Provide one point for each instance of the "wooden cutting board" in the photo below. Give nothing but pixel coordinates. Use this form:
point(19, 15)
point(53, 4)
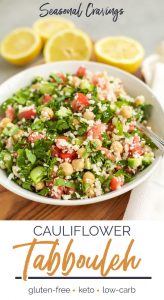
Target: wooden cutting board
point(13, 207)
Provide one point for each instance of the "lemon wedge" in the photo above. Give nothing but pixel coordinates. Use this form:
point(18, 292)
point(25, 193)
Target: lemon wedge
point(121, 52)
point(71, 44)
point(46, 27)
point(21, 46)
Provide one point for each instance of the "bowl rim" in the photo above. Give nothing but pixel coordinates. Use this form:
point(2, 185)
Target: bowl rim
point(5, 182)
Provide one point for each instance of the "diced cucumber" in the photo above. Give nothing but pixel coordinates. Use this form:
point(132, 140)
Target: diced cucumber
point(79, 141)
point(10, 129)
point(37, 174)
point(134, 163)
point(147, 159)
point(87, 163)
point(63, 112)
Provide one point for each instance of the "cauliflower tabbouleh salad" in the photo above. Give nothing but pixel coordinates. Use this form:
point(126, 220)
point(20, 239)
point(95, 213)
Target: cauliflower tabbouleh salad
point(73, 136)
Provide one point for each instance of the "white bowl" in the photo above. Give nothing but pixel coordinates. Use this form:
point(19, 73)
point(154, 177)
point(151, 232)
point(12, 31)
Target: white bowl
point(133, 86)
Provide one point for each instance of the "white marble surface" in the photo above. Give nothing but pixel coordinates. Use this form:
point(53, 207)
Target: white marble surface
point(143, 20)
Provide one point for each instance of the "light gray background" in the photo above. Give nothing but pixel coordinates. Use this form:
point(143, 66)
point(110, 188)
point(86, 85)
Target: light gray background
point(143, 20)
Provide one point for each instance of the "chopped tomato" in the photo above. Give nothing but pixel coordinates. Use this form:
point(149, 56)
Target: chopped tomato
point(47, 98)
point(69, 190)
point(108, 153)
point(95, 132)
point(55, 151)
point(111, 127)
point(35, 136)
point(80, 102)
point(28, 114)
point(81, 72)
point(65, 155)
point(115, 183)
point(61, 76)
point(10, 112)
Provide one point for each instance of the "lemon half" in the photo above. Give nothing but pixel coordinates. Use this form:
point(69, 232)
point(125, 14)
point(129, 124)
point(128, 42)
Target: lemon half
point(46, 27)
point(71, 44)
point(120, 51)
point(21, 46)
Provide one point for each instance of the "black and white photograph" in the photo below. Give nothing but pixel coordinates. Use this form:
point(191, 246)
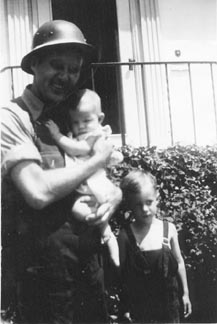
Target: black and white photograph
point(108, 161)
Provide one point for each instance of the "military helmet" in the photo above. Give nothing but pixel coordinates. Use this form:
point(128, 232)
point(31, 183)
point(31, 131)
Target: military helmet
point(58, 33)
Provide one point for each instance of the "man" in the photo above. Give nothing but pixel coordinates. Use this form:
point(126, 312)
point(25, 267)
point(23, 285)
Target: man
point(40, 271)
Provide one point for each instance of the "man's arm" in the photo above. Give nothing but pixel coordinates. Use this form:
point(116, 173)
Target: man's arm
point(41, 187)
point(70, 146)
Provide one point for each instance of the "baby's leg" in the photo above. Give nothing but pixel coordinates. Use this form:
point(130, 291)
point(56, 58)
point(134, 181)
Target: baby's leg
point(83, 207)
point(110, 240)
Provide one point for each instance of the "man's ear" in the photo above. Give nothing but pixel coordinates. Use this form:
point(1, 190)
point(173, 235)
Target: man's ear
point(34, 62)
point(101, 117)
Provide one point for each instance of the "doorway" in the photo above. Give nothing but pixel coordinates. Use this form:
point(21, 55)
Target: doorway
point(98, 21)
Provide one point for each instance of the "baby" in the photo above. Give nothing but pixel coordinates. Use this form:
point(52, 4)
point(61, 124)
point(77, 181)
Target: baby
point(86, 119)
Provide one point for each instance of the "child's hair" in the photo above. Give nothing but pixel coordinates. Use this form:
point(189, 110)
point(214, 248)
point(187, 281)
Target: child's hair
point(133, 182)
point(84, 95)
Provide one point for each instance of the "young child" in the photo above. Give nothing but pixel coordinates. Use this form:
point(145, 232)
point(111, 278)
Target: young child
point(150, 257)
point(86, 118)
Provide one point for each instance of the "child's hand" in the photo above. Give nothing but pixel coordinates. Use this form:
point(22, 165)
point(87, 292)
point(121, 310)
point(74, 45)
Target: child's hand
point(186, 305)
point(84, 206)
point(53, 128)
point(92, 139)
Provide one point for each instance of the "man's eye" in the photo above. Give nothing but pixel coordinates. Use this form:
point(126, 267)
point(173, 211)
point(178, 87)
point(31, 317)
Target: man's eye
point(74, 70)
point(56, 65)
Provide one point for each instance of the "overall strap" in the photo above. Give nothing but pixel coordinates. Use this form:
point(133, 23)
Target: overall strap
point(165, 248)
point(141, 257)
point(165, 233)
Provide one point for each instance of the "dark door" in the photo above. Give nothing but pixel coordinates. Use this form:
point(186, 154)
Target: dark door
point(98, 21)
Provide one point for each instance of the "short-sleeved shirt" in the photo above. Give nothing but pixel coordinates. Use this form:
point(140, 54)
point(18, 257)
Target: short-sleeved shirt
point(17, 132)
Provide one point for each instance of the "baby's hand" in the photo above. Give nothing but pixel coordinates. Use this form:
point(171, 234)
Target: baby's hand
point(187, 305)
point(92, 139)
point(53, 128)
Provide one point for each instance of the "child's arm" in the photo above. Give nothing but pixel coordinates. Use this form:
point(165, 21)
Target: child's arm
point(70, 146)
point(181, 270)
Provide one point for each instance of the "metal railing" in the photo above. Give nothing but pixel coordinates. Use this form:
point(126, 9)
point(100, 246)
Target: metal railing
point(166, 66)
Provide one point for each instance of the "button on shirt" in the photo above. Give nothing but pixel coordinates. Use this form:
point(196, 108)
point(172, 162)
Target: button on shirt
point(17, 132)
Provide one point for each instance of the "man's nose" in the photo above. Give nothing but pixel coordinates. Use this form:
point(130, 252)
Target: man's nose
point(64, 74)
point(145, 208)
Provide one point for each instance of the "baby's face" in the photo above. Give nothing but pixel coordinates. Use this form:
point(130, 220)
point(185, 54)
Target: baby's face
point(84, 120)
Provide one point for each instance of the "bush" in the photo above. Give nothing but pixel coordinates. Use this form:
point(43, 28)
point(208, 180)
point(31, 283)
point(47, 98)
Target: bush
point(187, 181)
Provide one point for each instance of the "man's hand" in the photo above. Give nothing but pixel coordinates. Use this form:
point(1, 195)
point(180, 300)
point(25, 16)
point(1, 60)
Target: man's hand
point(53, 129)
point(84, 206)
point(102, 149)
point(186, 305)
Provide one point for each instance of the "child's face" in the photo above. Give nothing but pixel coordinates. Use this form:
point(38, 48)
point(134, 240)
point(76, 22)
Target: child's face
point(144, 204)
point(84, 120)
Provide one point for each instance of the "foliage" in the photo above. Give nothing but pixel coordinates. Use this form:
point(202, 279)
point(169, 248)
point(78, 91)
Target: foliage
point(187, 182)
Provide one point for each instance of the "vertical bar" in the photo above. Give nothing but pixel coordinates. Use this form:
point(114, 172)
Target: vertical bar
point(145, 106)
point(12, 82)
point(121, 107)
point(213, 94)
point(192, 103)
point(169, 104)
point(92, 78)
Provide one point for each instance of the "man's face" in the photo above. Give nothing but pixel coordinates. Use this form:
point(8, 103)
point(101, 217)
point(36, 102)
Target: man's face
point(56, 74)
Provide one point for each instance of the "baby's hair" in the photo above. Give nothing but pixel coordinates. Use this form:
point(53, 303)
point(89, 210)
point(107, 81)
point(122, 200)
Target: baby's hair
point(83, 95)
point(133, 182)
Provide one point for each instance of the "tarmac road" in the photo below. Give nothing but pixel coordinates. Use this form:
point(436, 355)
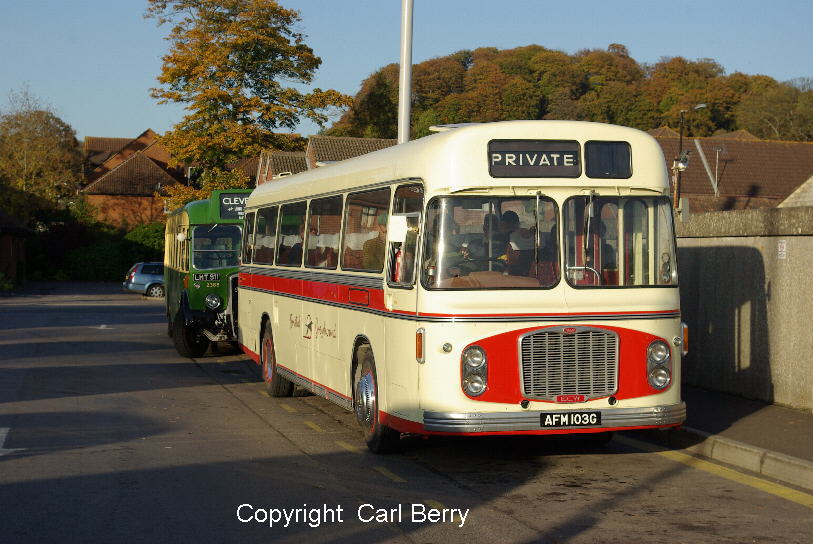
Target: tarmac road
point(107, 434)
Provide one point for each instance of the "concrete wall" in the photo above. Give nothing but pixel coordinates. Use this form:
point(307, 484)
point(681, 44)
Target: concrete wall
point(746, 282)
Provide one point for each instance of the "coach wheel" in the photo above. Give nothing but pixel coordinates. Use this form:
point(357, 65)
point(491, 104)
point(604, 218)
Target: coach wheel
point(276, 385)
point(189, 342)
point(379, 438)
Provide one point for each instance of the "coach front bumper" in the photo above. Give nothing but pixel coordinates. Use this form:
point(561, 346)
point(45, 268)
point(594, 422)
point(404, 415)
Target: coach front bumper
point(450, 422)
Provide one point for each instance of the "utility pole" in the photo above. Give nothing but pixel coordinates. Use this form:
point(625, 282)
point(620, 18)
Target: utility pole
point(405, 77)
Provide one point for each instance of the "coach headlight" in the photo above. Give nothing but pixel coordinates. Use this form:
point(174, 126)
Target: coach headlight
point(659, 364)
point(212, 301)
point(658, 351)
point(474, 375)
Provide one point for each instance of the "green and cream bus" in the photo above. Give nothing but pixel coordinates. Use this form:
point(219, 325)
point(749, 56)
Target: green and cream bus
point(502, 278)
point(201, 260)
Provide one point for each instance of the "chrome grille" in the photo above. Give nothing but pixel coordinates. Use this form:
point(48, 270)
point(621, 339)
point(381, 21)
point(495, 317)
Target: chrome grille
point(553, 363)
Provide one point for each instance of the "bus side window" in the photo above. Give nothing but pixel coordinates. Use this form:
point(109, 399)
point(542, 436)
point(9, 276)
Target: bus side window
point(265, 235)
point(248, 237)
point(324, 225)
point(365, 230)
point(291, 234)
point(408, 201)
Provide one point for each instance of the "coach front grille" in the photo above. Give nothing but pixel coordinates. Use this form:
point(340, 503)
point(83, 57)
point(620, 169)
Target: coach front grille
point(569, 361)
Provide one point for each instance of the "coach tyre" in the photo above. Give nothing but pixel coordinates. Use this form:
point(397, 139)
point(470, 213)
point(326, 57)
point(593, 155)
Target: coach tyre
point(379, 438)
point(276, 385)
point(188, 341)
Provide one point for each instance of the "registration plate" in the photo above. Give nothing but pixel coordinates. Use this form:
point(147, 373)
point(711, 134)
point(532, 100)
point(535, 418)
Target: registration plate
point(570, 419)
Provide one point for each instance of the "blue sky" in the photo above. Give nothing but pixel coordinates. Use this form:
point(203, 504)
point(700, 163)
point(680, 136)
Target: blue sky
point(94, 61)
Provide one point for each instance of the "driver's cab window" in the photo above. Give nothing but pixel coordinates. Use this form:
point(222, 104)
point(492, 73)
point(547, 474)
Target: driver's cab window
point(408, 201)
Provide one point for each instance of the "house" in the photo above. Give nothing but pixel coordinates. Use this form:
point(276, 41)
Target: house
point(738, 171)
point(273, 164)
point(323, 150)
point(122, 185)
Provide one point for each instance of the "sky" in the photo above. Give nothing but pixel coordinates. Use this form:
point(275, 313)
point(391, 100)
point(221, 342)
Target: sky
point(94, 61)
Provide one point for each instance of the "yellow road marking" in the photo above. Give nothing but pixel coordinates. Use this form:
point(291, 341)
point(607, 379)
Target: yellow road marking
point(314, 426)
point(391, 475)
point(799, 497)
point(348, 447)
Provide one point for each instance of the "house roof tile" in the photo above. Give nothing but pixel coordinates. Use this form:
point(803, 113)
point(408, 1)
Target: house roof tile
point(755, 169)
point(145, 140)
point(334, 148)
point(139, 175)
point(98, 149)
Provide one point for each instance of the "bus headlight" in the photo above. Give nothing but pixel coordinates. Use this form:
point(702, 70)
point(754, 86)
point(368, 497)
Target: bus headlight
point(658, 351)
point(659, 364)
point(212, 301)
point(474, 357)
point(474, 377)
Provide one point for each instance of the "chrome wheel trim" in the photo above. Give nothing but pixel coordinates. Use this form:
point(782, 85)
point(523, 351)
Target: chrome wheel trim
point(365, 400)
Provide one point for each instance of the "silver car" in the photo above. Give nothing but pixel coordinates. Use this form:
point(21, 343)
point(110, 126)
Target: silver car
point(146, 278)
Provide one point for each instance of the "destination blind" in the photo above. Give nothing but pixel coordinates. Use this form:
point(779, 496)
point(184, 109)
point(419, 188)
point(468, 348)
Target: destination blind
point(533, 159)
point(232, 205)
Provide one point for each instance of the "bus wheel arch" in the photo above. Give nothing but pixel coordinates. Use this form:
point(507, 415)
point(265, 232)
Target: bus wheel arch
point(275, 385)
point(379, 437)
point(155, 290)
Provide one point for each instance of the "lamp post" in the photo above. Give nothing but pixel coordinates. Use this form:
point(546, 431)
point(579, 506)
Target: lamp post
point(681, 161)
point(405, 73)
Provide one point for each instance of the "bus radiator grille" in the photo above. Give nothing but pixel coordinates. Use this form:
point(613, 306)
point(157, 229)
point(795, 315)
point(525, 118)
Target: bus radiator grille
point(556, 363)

◆ **Directions**
Among the lines above, find those containing the word "below" and copy each.

◆ **Answer area**
Provide one point for each instance of the "wooden cutting board" in the photo below. Give nothing but pixel coordinates. Use this form:
Provide one point for each instance of the "black and white photograph" in the photo below. Give nothing but pixel coordinates. Use this form:
Provide one point for each instance of the "tarmac road" in the photo below. Give nothing but pixel coordinates. Use this form:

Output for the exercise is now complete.